------ DATA SHOWN

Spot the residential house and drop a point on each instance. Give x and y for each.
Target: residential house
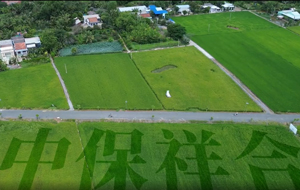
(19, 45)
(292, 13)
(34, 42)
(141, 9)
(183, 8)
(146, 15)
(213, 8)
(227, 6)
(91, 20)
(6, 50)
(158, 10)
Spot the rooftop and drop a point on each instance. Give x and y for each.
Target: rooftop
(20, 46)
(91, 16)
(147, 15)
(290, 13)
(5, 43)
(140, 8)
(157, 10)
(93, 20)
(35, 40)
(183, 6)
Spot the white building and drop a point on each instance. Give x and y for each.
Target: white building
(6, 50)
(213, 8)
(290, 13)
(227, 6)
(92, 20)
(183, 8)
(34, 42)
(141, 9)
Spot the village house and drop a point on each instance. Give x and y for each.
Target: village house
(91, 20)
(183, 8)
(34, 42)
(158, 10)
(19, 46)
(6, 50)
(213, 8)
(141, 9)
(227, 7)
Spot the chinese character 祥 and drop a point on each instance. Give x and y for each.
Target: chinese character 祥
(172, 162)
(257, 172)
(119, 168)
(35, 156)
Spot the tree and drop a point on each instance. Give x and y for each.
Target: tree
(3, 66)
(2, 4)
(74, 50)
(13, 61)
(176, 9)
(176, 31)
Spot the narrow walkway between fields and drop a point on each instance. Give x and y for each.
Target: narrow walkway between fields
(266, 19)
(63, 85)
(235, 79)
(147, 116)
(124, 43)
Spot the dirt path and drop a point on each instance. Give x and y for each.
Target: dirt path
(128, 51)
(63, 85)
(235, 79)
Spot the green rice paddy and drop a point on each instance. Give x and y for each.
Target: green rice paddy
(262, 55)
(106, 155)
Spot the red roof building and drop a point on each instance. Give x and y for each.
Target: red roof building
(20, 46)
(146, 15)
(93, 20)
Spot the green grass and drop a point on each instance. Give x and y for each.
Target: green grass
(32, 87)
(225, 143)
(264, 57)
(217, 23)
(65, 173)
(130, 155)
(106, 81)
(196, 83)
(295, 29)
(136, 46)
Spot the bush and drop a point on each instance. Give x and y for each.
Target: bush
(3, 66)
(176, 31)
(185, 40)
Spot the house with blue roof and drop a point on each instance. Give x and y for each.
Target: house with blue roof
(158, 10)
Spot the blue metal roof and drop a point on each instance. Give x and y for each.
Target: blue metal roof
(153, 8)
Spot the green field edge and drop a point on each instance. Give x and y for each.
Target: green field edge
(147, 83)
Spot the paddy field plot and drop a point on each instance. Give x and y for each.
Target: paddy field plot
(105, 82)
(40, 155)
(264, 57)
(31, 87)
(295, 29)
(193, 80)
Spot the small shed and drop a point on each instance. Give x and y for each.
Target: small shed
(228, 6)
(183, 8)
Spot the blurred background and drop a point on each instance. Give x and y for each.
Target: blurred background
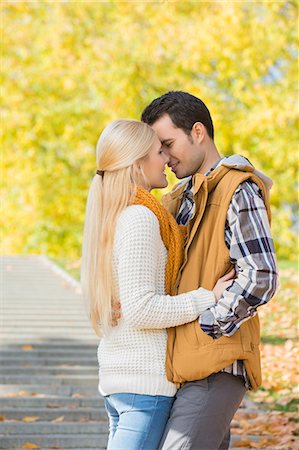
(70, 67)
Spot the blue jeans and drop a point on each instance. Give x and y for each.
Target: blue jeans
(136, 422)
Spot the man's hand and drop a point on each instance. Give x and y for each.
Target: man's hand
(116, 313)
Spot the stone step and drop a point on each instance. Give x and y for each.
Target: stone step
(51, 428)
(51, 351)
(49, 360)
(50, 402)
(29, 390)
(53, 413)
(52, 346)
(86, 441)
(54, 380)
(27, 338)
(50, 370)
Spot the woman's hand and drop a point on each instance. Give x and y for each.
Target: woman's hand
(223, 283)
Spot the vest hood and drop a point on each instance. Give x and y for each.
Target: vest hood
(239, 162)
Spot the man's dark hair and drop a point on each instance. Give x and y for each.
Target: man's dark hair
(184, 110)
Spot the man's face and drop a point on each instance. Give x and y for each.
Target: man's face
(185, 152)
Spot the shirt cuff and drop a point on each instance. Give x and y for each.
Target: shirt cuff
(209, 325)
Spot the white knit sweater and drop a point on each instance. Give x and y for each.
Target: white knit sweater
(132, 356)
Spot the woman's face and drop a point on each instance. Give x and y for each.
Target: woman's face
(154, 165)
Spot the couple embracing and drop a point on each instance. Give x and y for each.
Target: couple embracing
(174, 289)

------------
------ DATA SHOWN

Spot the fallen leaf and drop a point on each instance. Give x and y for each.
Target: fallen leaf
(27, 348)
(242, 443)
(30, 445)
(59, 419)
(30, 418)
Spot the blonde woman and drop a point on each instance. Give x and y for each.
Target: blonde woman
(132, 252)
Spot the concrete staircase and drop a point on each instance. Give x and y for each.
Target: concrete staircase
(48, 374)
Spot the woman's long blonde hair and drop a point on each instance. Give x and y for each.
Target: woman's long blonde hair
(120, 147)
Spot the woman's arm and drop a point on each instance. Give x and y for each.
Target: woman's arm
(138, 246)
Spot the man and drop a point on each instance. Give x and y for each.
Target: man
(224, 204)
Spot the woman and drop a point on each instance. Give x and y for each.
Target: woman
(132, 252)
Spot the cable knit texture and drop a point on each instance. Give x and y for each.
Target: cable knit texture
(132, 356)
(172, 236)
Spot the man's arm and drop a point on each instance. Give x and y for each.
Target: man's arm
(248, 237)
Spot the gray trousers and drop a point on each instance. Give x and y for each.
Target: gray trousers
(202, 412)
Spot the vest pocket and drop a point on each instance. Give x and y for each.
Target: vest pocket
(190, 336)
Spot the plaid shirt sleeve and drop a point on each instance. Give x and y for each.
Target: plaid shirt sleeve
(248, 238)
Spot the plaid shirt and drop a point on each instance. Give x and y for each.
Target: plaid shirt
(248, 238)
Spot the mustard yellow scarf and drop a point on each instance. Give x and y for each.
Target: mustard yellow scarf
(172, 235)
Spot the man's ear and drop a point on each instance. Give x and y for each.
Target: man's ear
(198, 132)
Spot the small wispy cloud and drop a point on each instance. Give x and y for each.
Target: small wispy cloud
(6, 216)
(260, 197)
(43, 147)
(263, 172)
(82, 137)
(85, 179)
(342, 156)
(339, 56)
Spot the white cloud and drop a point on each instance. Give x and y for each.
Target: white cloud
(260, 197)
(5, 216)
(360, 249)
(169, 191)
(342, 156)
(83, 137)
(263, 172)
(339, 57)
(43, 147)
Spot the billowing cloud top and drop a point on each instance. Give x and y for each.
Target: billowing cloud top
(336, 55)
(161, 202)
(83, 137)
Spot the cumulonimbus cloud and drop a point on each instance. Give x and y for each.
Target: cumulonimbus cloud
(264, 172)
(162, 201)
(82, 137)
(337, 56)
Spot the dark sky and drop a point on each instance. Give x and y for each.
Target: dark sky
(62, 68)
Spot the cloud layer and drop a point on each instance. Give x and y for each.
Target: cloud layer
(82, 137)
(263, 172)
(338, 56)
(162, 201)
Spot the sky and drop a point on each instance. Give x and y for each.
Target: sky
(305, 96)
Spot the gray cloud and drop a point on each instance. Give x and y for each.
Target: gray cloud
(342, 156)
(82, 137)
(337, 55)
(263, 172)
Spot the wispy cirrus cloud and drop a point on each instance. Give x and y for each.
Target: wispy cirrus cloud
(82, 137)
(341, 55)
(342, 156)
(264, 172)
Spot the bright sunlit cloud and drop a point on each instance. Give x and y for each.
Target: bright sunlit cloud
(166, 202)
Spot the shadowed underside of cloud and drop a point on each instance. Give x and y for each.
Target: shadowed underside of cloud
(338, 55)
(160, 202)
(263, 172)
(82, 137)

------------
------ DATA SHOWN

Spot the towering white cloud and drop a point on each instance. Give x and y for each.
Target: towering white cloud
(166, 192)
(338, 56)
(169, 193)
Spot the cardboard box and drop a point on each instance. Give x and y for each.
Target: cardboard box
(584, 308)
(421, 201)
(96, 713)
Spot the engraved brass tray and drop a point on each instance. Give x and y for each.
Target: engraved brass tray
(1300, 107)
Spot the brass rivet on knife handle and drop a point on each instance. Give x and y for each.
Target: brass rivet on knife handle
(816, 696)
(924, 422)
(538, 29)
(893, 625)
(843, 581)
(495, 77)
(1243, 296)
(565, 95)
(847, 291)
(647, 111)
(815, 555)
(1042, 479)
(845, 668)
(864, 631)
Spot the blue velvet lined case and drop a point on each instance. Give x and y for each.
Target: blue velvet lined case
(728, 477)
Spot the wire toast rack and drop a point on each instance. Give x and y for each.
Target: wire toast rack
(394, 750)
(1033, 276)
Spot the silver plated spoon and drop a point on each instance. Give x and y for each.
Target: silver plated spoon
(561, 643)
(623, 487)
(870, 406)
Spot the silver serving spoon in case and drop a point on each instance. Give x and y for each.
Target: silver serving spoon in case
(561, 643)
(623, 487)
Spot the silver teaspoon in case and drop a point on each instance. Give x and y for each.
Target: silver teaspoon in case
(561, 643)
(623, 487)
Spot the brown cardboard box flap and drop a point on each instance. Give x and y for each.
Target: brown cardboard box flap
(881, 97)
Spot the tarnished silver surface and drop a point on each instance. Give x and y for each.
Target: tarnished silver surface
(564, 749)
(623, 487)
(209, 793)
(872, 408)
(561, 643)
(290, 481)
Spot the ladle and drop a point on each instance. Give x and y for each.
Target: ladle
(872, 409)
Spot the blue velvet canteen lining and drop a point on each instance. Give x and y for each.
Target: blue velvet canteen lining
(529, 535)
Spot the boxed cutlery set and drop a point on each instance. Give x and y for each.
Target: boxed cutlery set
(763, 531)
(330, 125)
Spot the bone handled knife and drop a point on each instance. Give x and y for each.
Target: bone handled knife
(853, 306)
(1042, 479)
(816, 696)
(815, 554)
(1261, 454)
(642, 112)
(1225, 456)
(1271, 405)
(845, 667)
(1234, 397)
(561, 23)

------------

JOB -
Output as a numbered list the lines of the listing from the one containing "Spot the engraved" through the one containing "(1300, 107)", both included, leaving out any blank lines.

EXERCISE OUTPUT -
1. Spot the engraved brass tray and drop a point on each instance. Give x and y for each.
2. Target: engraved brass tray
3. (1300, 107)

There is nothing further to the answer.